• **TASK TO COMPLETE**: Only an exact, line-for-line copy of the data will serve as the answer.
[Opening DATA IN THIS EXERCISE section]
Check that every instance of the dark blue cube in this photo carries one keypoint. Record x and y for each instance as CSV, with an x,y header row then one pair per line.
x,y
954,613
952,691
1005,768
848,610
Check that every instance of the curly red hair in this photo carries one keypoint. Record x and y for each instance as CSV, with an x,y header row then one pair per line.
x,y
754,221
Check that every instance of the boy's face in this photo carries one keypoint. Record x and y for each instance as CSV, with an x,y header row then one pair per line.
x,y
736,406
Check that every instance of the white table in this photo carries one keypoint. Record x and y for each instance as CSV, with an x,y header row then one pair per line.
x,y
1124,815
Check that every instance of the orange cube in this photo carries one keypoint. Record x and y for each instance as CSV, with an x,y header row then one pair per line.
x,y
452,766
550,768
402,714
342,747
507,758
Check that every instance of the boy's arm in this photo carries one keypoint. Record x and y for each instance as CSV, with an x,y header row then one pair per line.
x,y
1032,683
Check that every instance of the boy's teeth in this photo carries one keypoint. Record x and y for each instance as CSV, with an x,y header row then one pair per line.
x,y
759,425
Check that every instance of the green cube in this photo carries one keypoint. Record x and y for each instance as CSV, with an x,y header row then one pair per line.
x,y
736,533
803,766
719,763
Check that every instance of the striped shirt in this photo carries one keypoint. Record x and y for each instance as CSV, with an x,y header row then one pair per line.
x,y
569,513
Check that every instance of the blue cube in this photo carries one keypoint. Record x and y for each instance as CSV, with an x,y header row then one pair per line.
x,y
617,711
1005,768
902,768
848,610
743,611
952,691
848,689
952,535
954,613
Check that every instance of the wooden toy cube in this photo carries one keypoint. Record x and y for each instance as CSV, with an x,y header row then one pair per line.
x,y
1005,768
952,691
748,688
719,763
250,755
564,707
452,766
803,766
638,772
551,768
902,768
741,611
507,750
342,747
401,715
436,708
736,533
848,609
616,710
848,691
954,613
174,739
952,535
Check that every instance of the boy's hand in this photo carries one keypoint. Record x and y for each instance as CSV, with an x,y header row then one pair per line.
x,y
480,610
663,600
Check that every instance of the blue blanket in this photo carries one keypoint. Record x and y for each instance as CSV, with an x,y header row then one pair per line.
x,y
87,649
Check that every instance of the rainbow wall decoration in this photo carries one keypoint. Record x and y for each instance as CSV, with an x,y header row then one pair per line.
[Closing DATA IN THIS EXERCISE section]
• **EXERCISE SOLUTION**:
Check that every instance of the dark blue cube in this photo carries one keypoint. Record x and y for each instance as CSV, with an x,y header row then one pair per line.
x,y
954,613
952,691
1005,768
848,610
Check that every instance of the curly red hair in this photo carries one keypoint. Record x and y for each instance as CSV, with an x,y header row then one pair per line.
x,y
754,221
Check that every instance of the boy's face in this photo carries one keypoint. Record x and y for each instance as CSV, with an x,y header row then one pair per line.
x,y
736,406
Check that every instance of the white table in this photo carries one keypoint. Record x and y for each instance as CSV, with an x,y header row then one pair per line.
x,y
1124,815
Check that every instance of the orange cube in this photo carries one keypoint. Record x and y for each instance as CSV, with an x,y header row then one pair per line.
x,y
452,766
550,768
402,714
342,747
507,758
Check that every instance of the boy's arm in this photo carries one keypoint. Record x and y for each instance as CSV, with an x,y header row then one pair per line.
x,y
1032,683
Check that every instance of the boy's teeth in this photo carries one keypoint. Record x and y for each instance as CSV, with an x,y header row then one pair per line.
x,y
759,425
Check that every instance of the green cube in this photo carries one keypoint. Record x and y for each instance as CSV, with an x,y header row then one pair per line.
x,y
736,533
803,766
719,763
Check that every instance of the striped shirt in this photo carries one keypoint. Record x and y for each instance as CSV, with an x,y header row then one pair per line.
x,y
569,513
Check that every instance of the blue cube in this photo carries one keypoint. Record x and y for each instance as CSV, with an x,y header row then one pair per line.
x,y
617,711
1005,768
902,768
848,610
743,611
952,691
848,689
952,535
954,613
Check that every instance of the wooden toy cube in this photo carries one keypoint. Record x and y for each instance as CSV, with an x,y header row then one pair per line.
x,y
1005,768
952,691
748,688
719,763
250,755
564,707
452,766
803,766
638,772
551,768
902,768
741,611
507,750
342,747
401,715
436,708
736,533
848,609
616,710
848,691
954,613
174,739
952,535
Check that every instance of the boy's hand in this photo carries one keypoint. Record x and y for each instance as CSV, with an x,y header row then one pair per line.
x,y
480,610
663,600
Check that every instance of the blue blanket in this photo carries one keypoint. Record x and y for each instance as CSV, with an x,y header row then one pair per line.
x,y
87,649
Check that every instance of the rainbow wall decoration in this photo carries one keypoint. Record x and y for each instance as CSV, with an x,y header row then one pair per line.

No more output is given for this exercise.